Reproduce the rows from the beginning up to and including the line with "117], [38, 135]]]", swapping every "instance" for "occurrence" and changing nothing else.

◇ ◇ ◇ ◇ ◇ ◇ ◇

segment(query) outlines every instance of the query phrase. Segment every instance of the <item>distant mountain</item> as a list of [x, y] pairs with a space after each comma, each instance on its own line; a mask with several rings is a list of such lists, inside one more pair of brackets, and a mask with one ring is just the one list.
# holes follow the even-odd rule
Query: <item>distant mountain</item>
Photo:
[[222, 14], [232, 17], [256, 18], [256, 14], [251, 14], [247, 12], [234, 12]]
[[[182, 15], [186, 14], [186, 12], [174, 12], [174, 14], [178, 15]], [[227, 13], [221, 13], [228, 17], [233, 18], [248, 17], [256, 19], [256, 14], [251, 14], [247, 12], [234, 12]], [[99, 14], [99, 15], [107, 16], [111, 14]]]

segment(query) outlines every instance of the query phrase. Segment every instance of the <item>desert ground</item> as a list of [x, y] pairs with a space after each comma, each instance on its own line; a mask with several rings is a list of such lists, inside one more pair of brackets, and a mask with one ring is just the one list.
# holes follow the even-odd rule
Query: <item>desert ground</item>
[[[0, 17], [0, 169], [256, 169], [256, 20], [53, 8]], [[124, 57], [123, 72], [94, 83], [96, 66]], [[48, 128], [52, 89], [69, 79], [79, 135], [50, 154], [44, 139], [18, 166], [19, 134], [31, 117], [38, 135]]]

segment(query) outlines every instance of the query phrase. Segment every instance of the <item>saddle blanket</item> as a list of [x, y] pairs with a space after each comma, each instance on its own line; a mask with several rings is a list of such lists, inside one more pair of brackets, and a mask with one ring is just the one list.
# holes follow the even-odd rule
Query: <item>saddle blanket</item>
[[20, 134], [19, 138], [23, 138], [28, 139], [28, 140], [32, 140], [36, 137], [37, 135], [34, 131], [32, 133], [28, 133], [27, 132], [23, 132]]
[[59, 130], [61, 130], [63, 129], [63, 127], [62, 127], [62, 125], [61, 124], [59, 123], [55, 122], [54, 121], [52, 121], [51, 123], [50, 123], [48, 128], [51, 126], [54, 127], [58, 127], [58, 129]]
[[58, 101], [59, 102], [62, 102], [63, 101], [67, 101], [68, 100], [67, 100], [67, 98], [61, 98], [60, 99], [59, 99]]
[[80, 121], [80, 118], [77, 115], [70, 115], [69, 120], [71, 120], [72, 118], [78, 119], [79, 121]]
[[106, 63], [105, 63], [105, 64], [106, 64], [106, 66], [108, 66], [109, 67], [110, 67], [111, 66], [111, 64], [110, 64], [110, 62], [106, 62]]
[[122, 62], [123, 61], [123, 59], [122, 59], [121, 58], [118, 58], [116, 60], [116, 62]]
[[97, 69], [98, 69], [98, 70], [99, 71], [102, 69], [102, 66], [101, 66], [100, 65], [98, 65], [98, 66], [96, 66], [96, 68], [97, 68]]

◇ ◇ ◇ ◇ ◇ ◇ ◇

PROBLEM SOLUTION »
segment(query) outlines every occurrence of the query phrase. Segment every occurrence of the <item>distant mountain</item> as a list of [x, y] pairs with a space after each comma, each occurrence on its own line; a mask with several rings is a list of such lists, inside one more pair of brackets, and a mask with one ring is just the one list.
# holes follow the even-odd rule
Query: <item>distant mountain</item>
Photo:
[[222, 14], [232, 17], [256, 18], [256, 14], [251, 14], [247, 12], [234, 12]]
[[[182, 15], [186, 14], [186, 12], [174, 12], [174, 14], [178, 15]], [[227, 13], [221, 13], [228, 17], [233, 18], [248, 17], [256, 19], [256, 14], [251, 14], [247, 12], [234, 12]], [[99, 14], [99, 15], [107, 16], [111, 14]]]

segment(query) outlines every occurrence of the query phrase. Segment every occurrence of the <item>desert ground</item> as a list of [x, y] pairs with a space after each comma, each occurrence on its own line; a mask with several rings is a list of such lists, inside one more pair of brackets, and a mask with one ring is just the one list.
# holes follow the even-odd rule
Query: <item>desert ground</item>
[[[0, 17], [0, 169], [256, 169], [256, 20], [53, 8]], [[124, 57], [123, 72], [94, 83], [96, 66]], [[48, 128], [52, 89], [69, 79], [79, 135], [50, 154], [44, 139], [18, 166], [19, 134], [31, 117], [38, 135]]]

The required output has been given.